▶ _Exercise objective_
Lay out the items below as a Markdown table with the columns Row and Line. Number each row in order, give each non-blank line its own row, and leave out blank lines.

▶ _Supplied material_
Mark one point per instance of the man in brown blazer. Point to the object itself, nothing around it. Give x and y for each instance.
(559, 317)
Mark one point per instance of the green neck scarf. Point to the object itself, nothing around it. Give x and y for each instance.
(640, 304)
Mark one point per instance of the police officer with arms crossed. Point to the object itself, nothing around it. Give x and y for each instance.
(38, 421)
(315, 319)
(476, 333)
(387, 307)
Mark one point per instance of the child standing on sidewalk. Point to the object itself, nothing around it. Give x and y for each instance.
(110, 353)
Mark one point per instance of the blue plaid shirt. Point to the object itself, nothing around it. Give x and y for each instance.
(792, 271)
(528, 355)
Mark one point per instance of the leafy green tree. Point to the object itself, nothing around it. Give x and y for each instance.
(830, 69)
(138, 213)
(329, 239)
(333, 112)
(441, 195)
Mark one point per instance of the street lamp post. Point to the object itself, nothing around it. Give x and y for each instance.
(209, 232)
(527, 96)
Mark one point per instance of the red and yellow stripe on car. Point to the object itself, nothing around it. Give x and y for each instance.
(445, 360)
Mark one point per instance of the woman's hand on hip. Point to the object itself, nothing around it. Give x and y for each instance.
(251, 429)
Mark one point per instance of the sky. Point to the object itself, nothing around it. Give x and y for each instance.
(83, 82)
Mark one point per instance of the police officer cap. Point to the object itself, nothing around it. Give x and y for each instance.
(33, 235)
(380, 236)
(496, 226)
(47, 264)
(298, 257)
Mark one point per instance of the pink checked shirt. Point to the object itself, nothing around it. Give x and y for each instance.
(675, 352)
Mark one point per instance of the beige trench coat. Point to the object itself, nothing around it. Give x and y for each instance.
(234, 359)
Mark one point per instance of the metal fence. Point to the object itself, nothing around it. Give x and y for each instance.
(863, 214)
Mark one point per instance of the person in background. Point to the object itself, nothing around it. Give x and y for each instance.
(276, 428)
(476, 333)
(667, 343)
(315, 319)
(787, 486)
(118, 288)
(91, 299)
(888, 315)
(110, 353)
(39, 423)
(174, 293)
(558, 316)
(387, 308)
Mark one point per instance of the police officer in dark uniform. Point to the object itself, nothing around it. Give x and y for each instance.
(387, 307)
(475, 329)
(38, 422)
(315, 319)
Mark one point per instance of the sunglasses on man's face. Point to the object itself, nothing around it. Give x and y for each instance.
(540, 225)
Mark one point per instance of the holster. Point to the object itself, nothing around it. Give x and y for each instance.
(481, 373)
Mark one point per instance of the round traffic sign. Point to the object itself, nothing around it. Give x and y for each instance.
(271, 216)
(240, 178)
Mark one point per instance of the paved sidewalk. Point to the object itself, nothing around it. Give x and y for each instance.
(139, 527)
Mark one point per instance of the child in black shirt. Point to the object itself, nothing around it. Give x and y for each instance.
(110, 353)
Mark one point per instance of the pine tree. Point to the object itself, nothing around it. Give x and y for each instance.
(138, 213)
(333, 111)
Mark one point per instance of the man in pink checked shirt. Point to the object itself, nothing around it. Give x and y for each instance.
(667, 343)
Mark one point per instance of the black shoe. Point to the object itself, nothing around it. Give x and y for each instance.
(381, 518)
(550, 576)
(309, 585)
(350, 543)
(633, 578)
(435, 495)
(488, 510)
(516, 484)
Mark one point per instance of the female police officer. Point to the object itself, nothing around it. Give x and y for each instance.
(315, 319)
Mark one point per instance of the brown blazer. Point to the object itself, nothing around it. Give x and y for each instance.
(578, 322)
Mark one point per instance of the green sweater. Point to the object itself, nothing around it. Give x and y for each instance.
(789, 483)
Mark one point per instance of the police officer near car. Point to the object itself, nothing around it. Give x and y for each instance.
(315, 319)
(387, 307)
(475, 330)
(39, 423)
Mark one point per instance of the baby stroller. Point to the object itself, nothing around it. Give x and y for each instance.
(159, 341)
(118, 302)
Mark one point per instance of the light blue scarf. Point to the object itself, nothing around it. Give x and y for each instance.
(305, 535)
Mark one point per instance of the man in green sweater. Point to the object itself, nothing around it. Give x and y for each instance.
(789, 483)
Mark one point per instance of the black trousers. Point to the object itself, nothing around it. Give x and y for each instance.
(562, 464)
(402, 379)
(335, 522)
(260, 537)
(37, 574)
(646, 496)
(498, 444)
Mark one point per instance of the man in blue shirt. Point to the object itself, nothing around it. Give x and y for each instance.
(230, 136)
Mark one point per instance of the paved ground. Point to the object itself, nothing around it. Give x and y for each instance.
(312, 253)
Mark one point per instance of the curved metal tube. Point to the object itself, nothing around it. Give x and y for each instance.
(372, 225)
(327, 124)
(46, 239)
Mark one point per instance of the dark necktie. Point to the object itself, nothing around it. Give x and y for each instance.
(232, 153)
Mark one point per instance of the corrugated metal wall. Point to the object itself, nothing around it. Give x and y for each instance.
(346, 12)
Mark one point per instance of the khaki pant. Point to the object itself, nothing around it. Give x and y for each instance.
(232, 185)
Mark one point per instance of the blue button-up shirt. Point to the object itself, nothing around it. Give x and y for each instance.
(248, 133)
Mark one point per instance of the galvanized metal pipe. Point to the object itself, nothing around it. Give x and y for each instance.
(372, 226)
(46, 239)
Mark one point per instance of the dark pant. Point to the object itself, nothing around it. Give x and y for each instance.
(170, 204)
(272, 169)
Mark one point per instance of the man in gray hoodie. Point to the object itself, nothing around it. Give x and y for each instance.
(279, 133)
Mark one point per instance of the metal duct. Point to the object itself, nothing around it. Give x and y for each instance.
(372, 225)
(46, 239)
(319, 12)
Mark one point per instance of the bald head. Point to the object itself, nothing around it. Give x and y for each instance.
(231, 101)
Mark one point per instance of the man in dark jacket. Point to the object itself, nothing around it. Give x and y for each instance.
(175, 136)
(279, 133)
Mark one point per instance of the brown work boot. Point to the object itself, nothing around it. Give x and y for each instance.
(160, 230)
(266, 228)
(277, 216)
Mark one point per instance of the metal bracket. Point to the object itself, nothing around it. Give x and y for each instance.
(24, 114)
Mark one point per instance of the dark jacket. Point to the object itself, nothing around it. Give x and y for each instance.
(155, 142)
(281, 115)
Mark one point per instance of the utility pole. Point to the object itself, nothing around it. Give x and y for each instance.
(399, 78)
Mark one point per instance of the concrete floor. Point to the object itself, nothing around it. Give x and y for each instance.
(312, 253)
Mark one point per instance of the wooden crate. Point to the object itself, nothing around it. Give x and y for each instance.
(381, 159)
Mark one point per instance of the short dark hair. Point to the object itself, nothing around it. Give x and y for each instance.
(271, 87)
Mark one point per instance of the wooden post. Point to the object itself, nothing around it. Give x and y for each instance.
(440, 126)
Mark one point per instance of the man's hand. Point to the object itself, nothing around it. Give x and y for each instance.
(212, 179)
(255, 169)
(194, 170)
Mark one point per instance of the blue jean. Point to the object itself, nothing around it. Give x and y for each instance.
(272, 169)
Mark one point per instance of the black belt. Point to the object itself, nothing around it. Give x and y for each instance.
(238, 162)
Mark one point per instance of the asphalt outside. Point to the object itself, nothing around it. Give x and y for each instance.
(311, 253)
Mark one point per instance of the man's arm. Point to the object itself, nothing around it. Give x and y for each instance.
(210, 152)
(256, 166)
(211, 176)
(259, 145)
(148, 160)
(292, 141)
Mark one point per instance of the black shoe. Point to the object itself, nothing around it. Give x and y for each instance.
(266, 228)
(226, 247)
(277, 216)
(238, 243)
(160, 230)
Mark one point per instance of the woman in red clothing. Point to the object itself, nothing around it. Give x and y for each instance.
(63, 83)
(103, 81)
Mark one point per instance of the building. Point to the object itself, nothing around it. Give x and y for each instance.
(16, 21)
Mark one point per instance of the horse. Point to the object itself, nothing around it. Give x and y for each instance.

▶ _Correct response_
| Row | Line |
|---|---|
| 1 | Mark one point per instance of the man in brown blazer. Point to the object itself, nothing around it. Give x and y for each instance. |
| 2 | (559, 317) |
| 3 | Mark one point per instance of the green neck scarf. Point to the object itself, nothing around it. Give x and y for each instance. |
| 4 | (640, 304) |
| 5 | Mark one point per instance of the police officer with arms crossed. Point to the object itself, nothing around it. Give x and y for each instance. |
| 6 | (38, 421) |
| 7 | (315, 319) |
| 8 | (476, 333) |
| 9 | (387, 307) |
| 10 | Mark one point per instance of the child standing on sidewalk. Point to the object itself, nothing around it. Give x and y for each instance. |
| 11 | (110, 353) |
| 12 | Mark one point per instance of the blue plaid shirt. Point to the object itself, nothing around it. Give x and y for each instance. |
| 13 | (792, 271) |
| 14 | (528, 355) |
| 15 | Mark one point per instance of the leafy green tree. Point to the object itself, nothing around it. Give x and y for each instance. |
| 16 | (830, 69) |
| 17 | (138, 213) |
| 18 | (329, 239) |
| 19 | (333, 112) |
| 20 | (441, 195) |
| 21 | Mark one point per instance of the street lamp post. Point to the object itself, nothing around it. Give x and y for each instance. |
| 22 | (209, 232) |
| 23 | (527, 96) |
| 24 | Mark one point per instance of the red and yellow stripe on car. Point to the object itself, nothing around it. Give x and y for each instance. |
| 25 | (445, 360) |
| 26 | Mark one point per instance of the woman's hand on hip. Point to the object itself, nothing around it. Give x and y for each instance. |
| 27 | (251, 429) |
| 28 | Mark one point per instance of the sky. Point to the object itself, nothing around it. Give x and y for each instance. |
| 29 | (83, 82) |
| 30 | Mark one point per instance of the police officer cap. Point to the object itself, nothing around it. Give x and y for each instance. |
| 31 | (33, 235) |
| 32 | (380, 236) |
| 33 | (496, 226) |
| 34 | (47, 264) |
| 35 | (298, 257) |
| 36 | Mark one point per instance of the pink checked shirt. Point to the object itself, nothing around it. Give x and y for each instance. |
| 37 | (675, 352) |
| 38 | Mark one point per instance of the beige trench coat. Point to the object itself, nothing around it. Give x and y for each instance. |
| 39 | (234, 359) |
| 40 | Mark one point per instance of the metal fence. Point to the object itself, nothing around it. Give x and y for each instance. |
| 41 | (863, 214) |
| 42 | Mark one point per instance of the person in background. Point to the object itself, nothing around it. Give x and y for each instance. |
| 43 | (276, 428) |
| 44 | (476, 333) |
| 45 | (667, 343) |
| 46 | (315, 319) |
| 47 | (787, 486) |
| 48 | (118, 288) |
| 49 | (91, 299) |
| 50 | (888, 315) |
| 51 | (110, 353) |
| 52 | (39, 423) |
| 53 | (174, 293) |
| 54 | (558, 316) |
| 55 | (387, 308) |
| 56 | Mark one point per instance of the police officer in dark uniform. Point to the object itself, nothing around it. Give x and y for each instance. |
| 57 | (387, 307) |
| 58 | (475, 329) |
| 59 | (38, 422) |
| 60 | (315, 319) |
| 61 | Mark one point per instance of the sunglasses on man's face. Point to the object itself, nothing around it. Give x and y for each instance. |
| 62 | (540, 225) |
| 63 | Mark one point per instance of the holster. Point to the object itself, nothing around it. Give x and y for each instance. |
| 64 | (481, 373) |
| 65 | Mark one point per instance of the round traffic sign. Point to the object itself, nothing around it. Give x and y for each instance. |
| 66 | (271, 216) |
| 67 | (240, 178) |
| 68 | Mark one point per instance of the paved sidewalk. Point to the object itself, nothing around it. Give x and y for each instance. |
| 69 | (139, 527) |
| 70 | Mark one point per instance of the child in black shirt. Point to the object itself, nothing around it. Give x and y for each instance. |
| 71 | (110, 353) |
| 72 | Mark one point per instance of the pine tree. Point to the object itself, nothing around it. Give x and y for each instance. |
| 73 | (138, 213) |
| 74 | (333, 111) |
| 75 | Mark one point per instance of the man in pink checked shirt. Point to the object itself, nothing around it. Give x and y for each instance. |
| 76 | (667, 343) |
| 77 | Mark one point per instance of the black shoe. Point to the object itself, nothing around it. Give x and y for each instance. |
| 78 | (381, 518) |
| 79 | (550, 576) |
| 80 | (309, 585) |
| 81 | (350, 543) |
| 82 | (633, 578) |
| 83 | (435, 495) |
| 84 | (488, 510) |
| 85 | (516, 484) |
| 86 | Mark one point per instance of the female police officer. Point to the object itself, nothing around it. Give x and y for each instance. |
| 87 | (315, 319) |
| 88 | Mark one point per instance of the brown blazer. Point to the object itself, nothing around it. Give x and y for each instance. |
| 89 | (578, 322) |
| 90 | Mark one point per instance of the green sweater. Point to the object itself, nothing around it. Give x and y for each instance. |
| 91 | (789, 483) |
| 92 | Mark one point per instance of the police officer near car. Point to the object itself, nothing around it. Give x and y for each instance. |
| 93 | (315, 319) |
| 94 | (387, 307) |
| 95 | (475, 330) |
| 96 | (39, 423) |
| 97 | Mark one point per instance of the baby stroller. Point to the object itself, nothing around it. Give x and y for each instance. |
| 98 | (159, 341) |
| 99 | (118, 302) |
| 100 | Mark one point per instance of the light blue scarf. Point to the object itself, nothing around it. Give x and y for each instance. |
| 101 | (305, 535) |
| 102 | Mark one point per instance of the man in green sweater. Point to the object itself, nothing around it. Give x and y for each instance. |
| 103 | (789, 483) |
| 104 | Mark one point per instance of the black trousers. Point to the object itself, nothing around it. Give x and y for each instance. |
| 105 | (562, 464) |
| 106 | (402, 379) |
| 107 | (335, 522) |
| 108 | (260, 537) |
| 109 | (37, 574) |
| 110 | (646, 496) |
| 111 | (498, 444) |
| 112 | Mark one point per instance of the man in blue shirt. Point to the object itself, nothing around it. Give x and y for each instance. |
| 113 | (230, 136) |
| 114 | Mark one point per instance of the paved ground. Point to the object itself, nothing around it. Give x and y for each instance. |
| 115 | (312, 253) |
| 116 | Mark one point per instance of the curved metal tube. Point to the object itself, nothing around it. Give x and y for each instance. |
| 117 | (372, 225) |
| 118 | (327, 124) |
| 119 | (46, 239) |
| 120 | Mark one point per instance of the dark necktie. Point to the object itself, nothing around it. Give x and y for each instance. |
| 121 | (232, 153) |
| 122 | Mark one point per instance of the corrugated metal wall. Point to the object itself, nothing around it. Give x and y for each instance. |
| 123 | (346, 12) |
| 124 | Mark one point per instance of the khaki pant. Point to the object itself, nothing around it. Give x and y for each instance. |
| 125 | (232, 185) |
| 126 | Mark one point per instance of the blue button-up shirt. Point to the object itself, nothing around it. Give x and y for each instance. |
| 127 | (248, 133) |
| 128 | Mark one point per instance of the galvanized metal pipe. Point to the object itself, nothing around it. Give x and y for each instance. |
| 129 | (372, 226) |
| 130 | (46, 239) |
| 131 | Mark one point per instance of the dark pant. Point to the object itself, nothing around it. Give x and y for each instance. |
| 132 | (170, 204) |
| 133 | (272, 169) |
| 134 | Mark one point per instance of the man in gray hoodie. Point to the object itself, nothing around it. Give x and y for each instance. |
| 135 | (279, 133) |
| 136 | Mark one point per instance of the metal duct. Point to the object itself, nothing around it. Give x and y for each instance. |
| 137 | (372, 225) |
| 138 | (46, 239) |
| 139 | (319, 12) |
| 140 | Mark one point per instance of the bald head. Point to the object itself, nothing around it. Give x and y for each instance. |
| 141 | (231, 101) |
| 142 | Mark one point per instance of the man in dark jacket. Point to the object itself, nothing around it. Give x and y for each instance. |
| 143 | (175, 136) |
| 144 | (279, 133) |
| 145 | Mark one point per instance of the brown work boot. Point to the object itself, nothing around it. Give x and y for each instance. |
| 146 | (160, 230) |
| 147 | (266, 228) |
| 148 | (277, 216) |
| 149 | Mark one point per instance of the metal bracket. Point to the object itself, nothing around it. Give x and y for each instance. |
| 150 | (24, 114) |
| 151 | Mark one point per instance of the dark jacket. Point to the object itself, nothing around it. Give x and y for each instance. |
| 152 | (155, 142) |
| 153 | (281, 115) |
| 154 | Mark one point per instance of the utility pole. Point to the object itself, nothing around it. Give x and y for each instance. |
| 155 | (399, 78) |
| 156 | Mark one point per instance of the concrete floor. Point to the object itself, nothing around it. Give x and y for each instance. |
| 157 | (312, 253) |
| 158 | Mark one point per instance of the wooden crate. Point to the object itself, nothing around it. Give x and y for each instance. |
| 159 | (381, 159) |
| 160 | Mark one point per instance of the short dark hair. Point to the object itself, nothing around it. Give x and y for each instance. |
| 161 | (271, 87) |
| 162 | Mark one point per instance of the wooden post. Point to the object itself, nothing around it. Give x and y for each instance. |
| 163 | (440, 126) |
| 164 | Mark one point per instance of the man's hand. Point to the object itself, nothing around it. Give x and y for each instance. |
| 165 | (212, 179) |
| 166 | (255, 169) |
| 167 | (194, 170) |
| 168 | Mark one point per instance of the blue jean. Point to the object itself, nothing around it. Give x and y for each instance. |
| 169 | (272, 169) |
| 170 | Mark one point per instance of the black belt. Point to the object itself, nothing around it. Give x and y for each instance. |
| 171 | (238, 162) |
| 172 | Mark one point per instance of the asphalt outside. Point to the object itself, nothing around it. Give x and y for each instance. |
| 173 | (311, 253) |
| 174 | Mark one point per instance of the man's arm. Point to the object itself, nothing around it. Give x and y for each instance. |
| 175 | (210, 152) |
| 176 | (256, 166) |
| 177 | (211, 176) |
| 178 | (259, 145) |
| 179 | (148, 160) |
| 180 | (292, 141) |
| 181 | Mark one point per instance of the black shoe. Point to the object itself, nothing around it. Give x and y for each instance. |
| 182 | (266, 228) |
| 183 | (226, 247) |
| 184 | (277, 216) |
| 185 | (238, 243) |
| 186 | (160, 230) |
| 187 | Mark one point per instance of the woman in red clothing. Point to the object itself, nothing around it. Give x and y for each instance. |
| 188 | (63, 83) |
| 189 | (103, 81) |
| 190 | Mark one point per instance of the building. Point to the object itself, nothing around it. Give x and y for each instance. |
| 191 | (16, 21) |
| 192 | Mark one point per instance of the horse. Point to the object itself, nothing around it. Give x and y for each instance. |